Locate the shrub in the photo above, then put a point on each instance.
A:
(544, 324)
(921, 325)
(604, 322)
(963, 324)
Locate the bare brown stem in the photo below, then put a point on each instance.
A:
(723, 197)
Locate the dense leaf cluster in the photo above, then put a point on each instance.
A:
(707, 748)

::::::

WHAT YOU SHOULD DO -
Could you format the material above, from the line containing "Locate the bare" through the last line, as a Markdown table with the columns Row and Material line, leaving out any blank lines?

WORKED ANSWER -
| Row | Material line |
|---|---|
| 1 | Locate the bare brown stem in the photo below, then put a point on each instance. |
| 2 | A: |
| 3 | (723, 197) |
| 4 | Locate the dense leaf cluster in the photo above, then put a point on each instance. |
| 5 | A: |
| 6 | (707, 748) |